GIVEN EXERCISE — Will you give every entry again exactly as it stands?

DATA TO USE —
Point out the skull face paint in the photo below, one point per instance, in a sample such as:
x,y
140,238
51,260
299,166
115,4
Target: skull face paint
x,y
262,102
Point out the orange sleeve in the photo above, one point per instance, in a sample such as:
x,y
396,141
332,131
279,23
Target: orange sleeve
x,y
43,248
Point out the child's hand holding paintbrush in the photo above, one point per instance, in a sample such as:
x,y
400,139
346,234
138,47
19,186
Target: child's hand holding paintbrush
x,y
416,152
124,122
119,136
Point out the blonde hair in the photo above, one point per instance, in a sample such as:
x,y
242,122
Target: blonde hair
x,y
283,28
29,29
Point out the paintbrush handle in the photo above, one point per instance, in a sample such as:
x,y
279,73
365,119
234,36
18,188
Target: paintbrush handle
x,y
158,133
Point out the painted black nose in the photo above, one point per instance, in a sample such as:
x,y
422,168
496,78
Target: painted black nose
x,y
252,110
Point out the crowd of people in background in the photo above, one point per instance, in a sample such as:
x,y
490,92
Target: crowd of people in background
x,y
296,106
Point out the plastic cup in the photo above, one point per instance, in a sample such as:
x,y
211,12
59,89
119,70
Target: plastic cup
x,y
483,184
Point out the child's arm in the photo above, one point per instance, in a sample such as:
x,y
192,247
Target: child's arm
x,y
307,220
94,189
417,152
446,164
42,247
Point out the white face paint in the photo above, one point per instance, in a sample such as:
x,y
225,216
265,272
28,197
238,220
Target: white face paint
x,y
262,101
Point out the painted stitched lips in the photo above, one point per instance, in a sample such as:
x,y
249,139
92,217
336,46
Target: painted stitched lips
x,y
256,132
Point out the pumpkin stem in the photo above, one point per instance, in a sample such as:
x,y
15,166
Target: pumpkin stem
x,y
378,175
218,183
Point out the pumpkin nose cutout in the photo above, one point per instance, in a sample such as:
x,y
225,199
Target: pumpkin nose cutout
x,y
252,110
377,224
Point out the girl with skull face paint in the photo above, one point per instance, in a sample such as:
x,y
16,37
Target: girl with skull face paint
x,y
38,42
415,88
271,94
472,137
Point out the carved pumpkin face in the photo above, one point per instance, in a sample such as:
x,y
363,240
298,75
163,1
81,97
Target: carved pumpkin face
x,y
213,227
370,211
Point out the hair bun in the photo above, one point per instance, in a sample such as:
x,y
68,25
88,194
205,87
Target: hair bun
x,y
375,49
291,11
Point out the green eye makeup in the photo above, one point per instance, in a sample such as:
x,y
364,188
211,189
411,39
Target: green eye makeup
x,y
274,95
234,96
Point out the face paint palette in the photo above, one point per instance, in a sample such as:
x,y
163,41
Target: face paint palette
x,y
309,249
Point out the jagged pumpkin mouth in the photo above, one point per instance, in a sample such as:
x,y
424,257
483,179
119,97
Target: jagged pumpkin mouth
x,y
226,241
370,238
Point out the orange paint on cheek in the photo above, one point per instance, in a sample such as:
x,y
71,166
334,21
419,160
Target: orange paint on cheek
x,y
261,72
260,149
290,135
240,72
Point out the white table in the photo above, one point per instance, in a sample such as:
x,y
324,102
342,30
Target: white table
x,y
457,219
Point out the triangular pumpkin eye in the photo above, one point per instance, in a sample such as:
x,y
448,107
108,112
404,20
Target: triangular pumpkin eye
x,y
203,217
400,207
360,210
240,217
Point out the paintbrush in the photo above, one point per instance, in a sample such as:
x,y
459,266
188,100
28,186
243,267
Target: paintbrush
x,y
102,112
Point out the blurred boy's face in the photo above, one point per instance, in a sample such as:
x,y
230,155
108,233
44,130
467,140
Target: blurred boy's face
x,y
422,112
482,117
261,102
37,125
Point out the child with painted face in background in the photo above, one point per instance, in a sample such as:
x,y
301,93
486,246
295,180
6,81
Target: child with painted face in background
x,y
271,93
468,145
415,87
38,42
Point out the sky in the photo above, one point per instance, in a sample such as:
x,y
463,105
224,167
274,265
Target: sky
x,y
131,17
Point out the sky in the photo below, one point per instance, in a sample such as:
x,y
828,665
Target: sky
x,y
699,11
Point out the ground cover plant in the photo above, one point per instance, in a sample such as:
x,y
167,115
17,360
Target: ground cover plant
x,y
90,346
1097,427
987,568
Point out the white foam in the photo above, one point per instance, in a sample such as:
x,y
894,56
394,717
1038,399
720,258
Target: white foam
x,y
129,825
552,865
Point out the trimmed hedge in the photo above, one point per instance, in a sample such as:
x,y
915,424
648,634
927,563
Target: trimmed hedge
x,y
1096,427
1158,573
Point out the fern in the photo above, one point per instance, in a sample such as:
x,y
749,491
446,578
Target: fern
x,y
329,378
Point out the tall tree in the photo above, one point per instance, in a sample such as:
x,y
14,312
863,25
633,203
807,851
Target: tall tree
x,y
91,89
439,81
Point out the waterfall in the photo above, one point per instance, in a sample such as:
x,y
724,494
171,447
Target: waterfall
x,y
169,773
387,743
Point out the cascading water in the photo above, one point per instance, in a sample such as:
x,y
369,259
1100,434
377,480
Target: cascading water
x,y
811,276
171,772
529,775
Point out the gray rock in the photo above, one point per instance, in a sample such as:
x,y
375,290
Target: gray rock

TASK ANSWER —
Point out the skull face paint in the photo below, one point per instance, in a sample such as:
x,y
140,238
51,260
299,166
115,4
Target: skull face paint
x,y
262,102
Point out the orange sleeve in the photo above, one point per instance, in a sample such as:
x,y
396,141
332,131
279,23
Target: orange sleeve
x,y
43,248
Point out the child's hand holding paintbrush in the photo above, one point per instance, in a sample such as:
x,y
400,139
346,234
138,47
19,186
Target: child's hand holding paintbrush
x,y
416,152
124,122
119,136
Point out the blonde hair in the photo above, one point per instance, in a sample such as:
x,y
242,122
Target: blonde hair
x,y
283,28
29,29
Point out the paintbrush handle in the photo above, one point per instance, in a sample such as:
x,y
279,73
365,119
234,36
18,188
Target: paintbrush handle
x,y
158,133
Point out the painted black nose in the photo above, one point per instance, in a sample such as:
x,y
422,168
496,78
Target: painted black nose
x,y
252,110
Point out the crowd of people in background in the photo above, one point per instance, in a sample such as:
x,y
490,92
Target: crowd of people in background
x,y
296,106
Point out the plastic cup in the photo above, one point per instance, in a sample such as:
x,y
211,12
59,89
119,70
Target: plastic cup
x,y
483,184
Point out the child's arm in the photo above, one point per instance, in a sample such as:
x,y
192,247
Target: child's arm
x,y
307,220
94,189
417,152
446,164
42,247
Point out the white face paint in the photo above, one point per instance, in a sample such as:
x,y
225,216
265,272
28,197
238,220
Target: white face paint
x,y
262,101
Point out the painted stitched lips in the photo above, one point per instance, in a sample such as:
x,y
249,139
92,217
336,46
Target: painted stitched lips
x,y
256,132
Point out the pumpkin stem in the photo above, one point per instance, in a sample such as:
x,y
15,166
Target: pumpkin stem
x,y
378,175
218,183
Point out the pumpkin nose cutout in the photo above, one point per instance, in a sample such as:
x,y
225,199
Target: pumpkin nose cutout
x,y
252,110
377,224
Point out the girl with skull face paint in the photo above, one point per instance, in a sample such as:
x,y
16,37
Target: girl with skull face paint
x,y
38,42
415,88
271,94
472,137
Point out the carved pumpkin face in the photo above, one point per instance, in a sample such as:
x,y
363,240
298,75
163,1
81,97
Target: carved pumpkin face
x,y
213,227
370,211
Point out the hair bun in the photo above, one point per instance, in a sample such as:
x,y
68,25
88,194
205,87
Target: hair bun
x,y
375,49
291,11
Point out the green eye makeup in the photo above, one point per instance, in a sample such as:
x,y
364,188
211,189
411,39
Target: green eye makeup
x,y
274,95
234,96
Point out the face paint palette in the photo above, one point per instance, in a sample such as:
x,y
163,41
Target: face paint palette
x,y
309,249
Point out the jagged pumpkin mouth in the photo above, one point per instance, in a sample such as:
x,y
424,257
483,179
119,97
Target: jagged pumpkin mouth
x,y
226,241
370,238
Point out the orange paint on cheek in the photo above, one point per instance, in a sample such as:
x,y
71,166
334,21
419,160
Target: orange paint on cheek
x,y
261,72
260,149
290,135
240,72
Point out the white table in the photo above, one point per instance, in a sample such as:
x,y
324,102
342,30
Target: white table
x,y
457,219
Point out the triangular pumpkin eye in the photo above, one point per instance, in a sample such as:
x,y
448,107
108,112
404,20
Target: triangular pumpkin eye
x,y
203,217
400,207
360,210
240,217
Point out the paintbrush in the photo above, one point per instance, in a sample such as:
x,y
459,266
188,100
28,186
243,267
Target: paintbrush
x,y
102,112
Point out the blurred boy's face in the photo above, one point per instance, in a sample such as:
x,y
230,155
108,233
44,130
467,140
Target: blurred boy's face
x,y
422,112
482,117
261,102
37,125
Point out the child with painted face in background in the photo above, one point per instance, in a sample such as:
x,y
301,93
486,246
295,180
6,81
Target: child with painted face in background
x,y
271,93
468,145
415,87
38,42
Point out the sky in the photo above, one point per instance, in a sample such as:
x,y
463,105
224,167
274,265
Target: sky
x,y
131,17
Point out the sky in the photo below, one point per instance, in a sample such as:
x,y
828,665
Target: sky
x,y
699,11
Point out the ground cover plant in the photo above, one point per instance, in a sample such as:
x,y
167,115
17,360
Target: ground cover plant
x,y
90,346
1097,427
987,568
Point out the white foam in the photo above, one point per instance, in a sample such as:
x,y
894,56
394,717
1038,399
720,258
Target: white foam
x,y
129,825
552,865
Point out the trimmed hedge in the photo above, one point per instance, in a sample such as:
x,y
915,424
648,634
927,563
Target: trimmed hedge
x,y
1096,427
1158,573
Point out the fern in the photo above, one point per instance, in a sample such as:
x,y
749,491
446,578
Target: fern
x,y
329,378
Point out the tall tree in the photo above, one point per instance, in a sample such as:
x,y
14,312
863,25
633,203
807,851
Target: tall tree
x,y
91,89
439,81
Point out the waterfall in the photo above, one point per instance, in a sample such as:
x,y
724,494
171,447
Target: waterfall
x,y
169,773
387,743
Point out the cascading water in the photo above, one point per instance, in a sample such as:
x,y
369,259
1100,434
377,480
Target: cascading water
x,y
811,276
171,772
529,775
Point out the gray rock in the photo above, one point per instance, in a sample such as:
x,y
375,290
Target: gray rock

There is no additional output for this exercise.